Your objective | Please copy the text of the records below word for word, omitting the pictures.

===== Data supplied =====

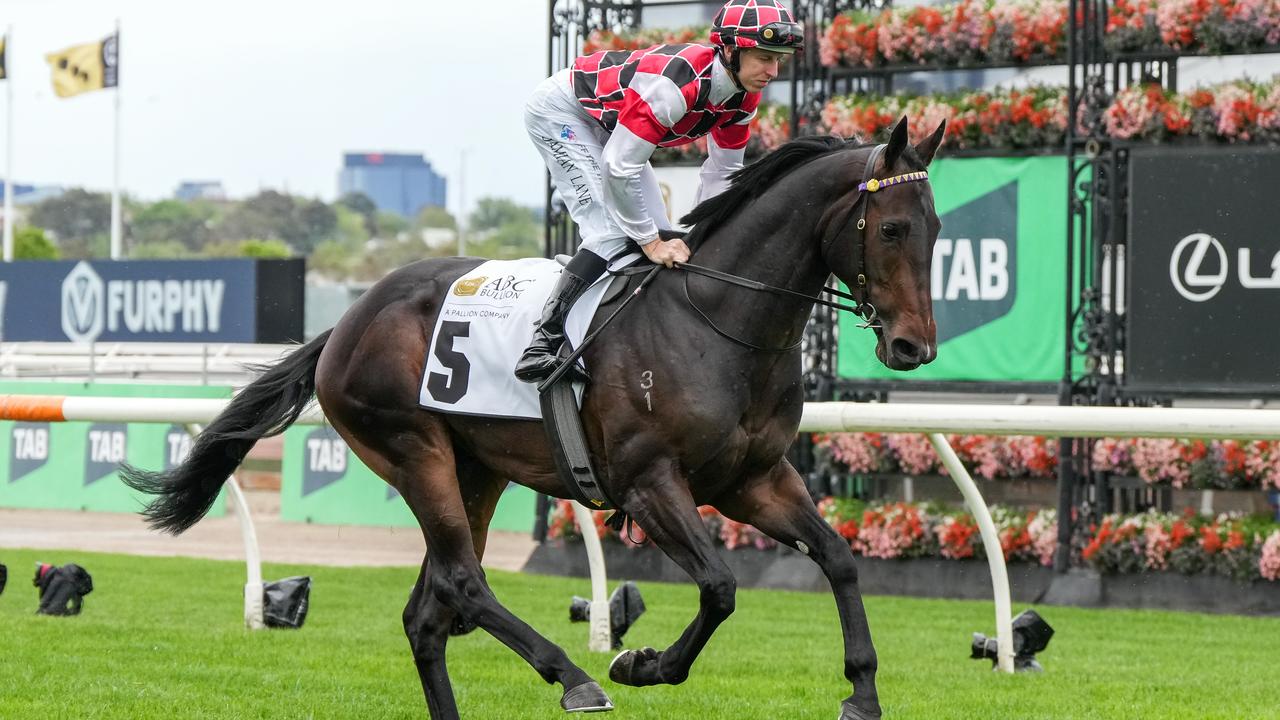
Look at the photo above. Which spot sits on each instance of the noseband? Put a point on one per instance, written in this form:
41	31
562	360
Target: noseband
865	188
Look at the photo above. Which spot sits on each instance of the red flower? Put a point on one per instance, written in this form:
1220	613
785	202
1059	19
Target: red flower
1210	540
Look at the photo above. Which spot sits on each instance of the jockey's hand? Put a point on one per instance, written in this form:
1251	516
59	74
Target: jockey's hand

=====

Task result |
Look at the photo above. Which spot sits on each instance of the noseband? Put a point on one per instance, written in this form:
41	31
562	360
Target: noseband
865	188
Look at the photo above. Which spot sits on each instance of the red flower? Put a point on one per instance, written in this form:
1220	613
785	202
1059	19
Target: red flower
1210	540
Look at the photo above. Which spot sits on each instance of the jockey's hand? Put a point on one per instance, written in this form:
1251	516
59	74
Target: jockey's hand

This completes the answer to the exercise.